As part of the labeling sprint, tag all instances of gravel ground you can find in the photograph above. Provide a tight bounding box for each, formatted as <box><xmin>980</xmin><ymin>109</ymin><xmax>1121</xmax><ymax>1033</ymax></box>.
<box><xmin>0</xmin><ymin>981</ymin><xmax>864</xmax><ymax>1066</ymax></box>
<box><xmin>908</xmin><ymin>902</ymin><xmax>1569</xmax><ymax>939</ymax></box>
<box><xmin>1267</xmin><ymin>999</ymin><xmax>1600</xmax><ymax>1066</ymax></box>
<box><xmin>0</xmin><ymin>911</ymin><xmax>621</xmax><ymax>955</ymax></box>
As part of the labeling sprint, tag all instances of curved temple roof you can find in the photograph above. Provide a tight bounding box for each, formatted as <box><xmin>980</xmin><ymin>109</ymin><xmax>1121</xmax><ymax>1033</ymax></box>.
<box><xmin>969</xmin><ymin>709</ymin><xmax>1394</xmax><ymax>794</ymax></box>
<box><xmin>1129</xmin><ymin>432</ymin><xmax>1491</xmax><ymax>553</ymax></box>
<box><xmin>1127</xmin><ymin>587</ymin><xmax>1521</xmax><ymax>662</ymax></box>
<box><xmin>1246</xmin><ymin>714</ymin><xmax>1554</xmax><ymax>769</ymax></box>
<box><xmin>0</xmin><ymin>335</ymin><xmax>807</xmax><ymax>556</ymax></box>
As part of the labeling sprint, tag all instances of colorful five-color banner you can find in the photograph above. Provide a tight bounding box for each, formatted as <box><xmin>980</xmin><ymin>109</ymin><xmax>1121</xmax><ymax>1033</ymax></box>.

####

• Work request:
Exactly as they appear above, print all the entries.

• Problem solution:
As part of the labeling sprint, tag all instances of gravel ground you can find in the photograph above. Provide a tight bounding box for each, formatted as <box><xmin>980</xmin><ymin>109</ymin><xmax>1121</xmax><ymax>1033</ymax></box>.
<box><xmin>0</xmin><ymin>981</ymin><xmax>864</xmax><ymax>1066</ymax></box>
<box><xmin>908</xmin><ymin>902</ymin><xmax>1569</xmax><ymax>939</ymax></box>
<box><xmin>1267</xmin><ymin>999</ymin><xmax>1600</xmax><ymax>1066</ymax></box>
<box><xmin>0</xmin><ymin>911</ymin><xmax>621</xmax><ymax>955</ymax></box>
As part of the labeling sprint, tag all instances of curved temple roof you can find in the photograph above. Provide a tight bounding box for each, formatted as <box><xmin>980</xmin><ymin>109</ymin><xmax>1121</xmax><ymax>1033</ymax></box>.
<box><xmin>969</xmin><ymin>709</ymin><xmax>1394</xmax><ymax>794</ymax></box>
<box><xmin>1129</xmin><ymin>432</ymin><xmax>1491</xmax><ymax>553</ymax></box>
<box><xmin>1127</xmin><ymin>587</ymin><xmax>1521</xmax><ymax>662</ymax></box>
<box><xmin>1246</xmin><ymin>714</ymin><xmax>1554</xmax><ymax>769</ymax></box>
<box><xmin>0</xmin><ymin>335</ymin><xmax>807</xmax><ymax>556</ymax></box>
As part of the labeling sprint, tag all instances of colorful five-color banner you can find in the photograph above. Provide a tight bounding box for each, formatted as <box><xmin>980</xmin><ymin>109</ymin><xmax>1121</xmax><ymax>1033</ymax></box>.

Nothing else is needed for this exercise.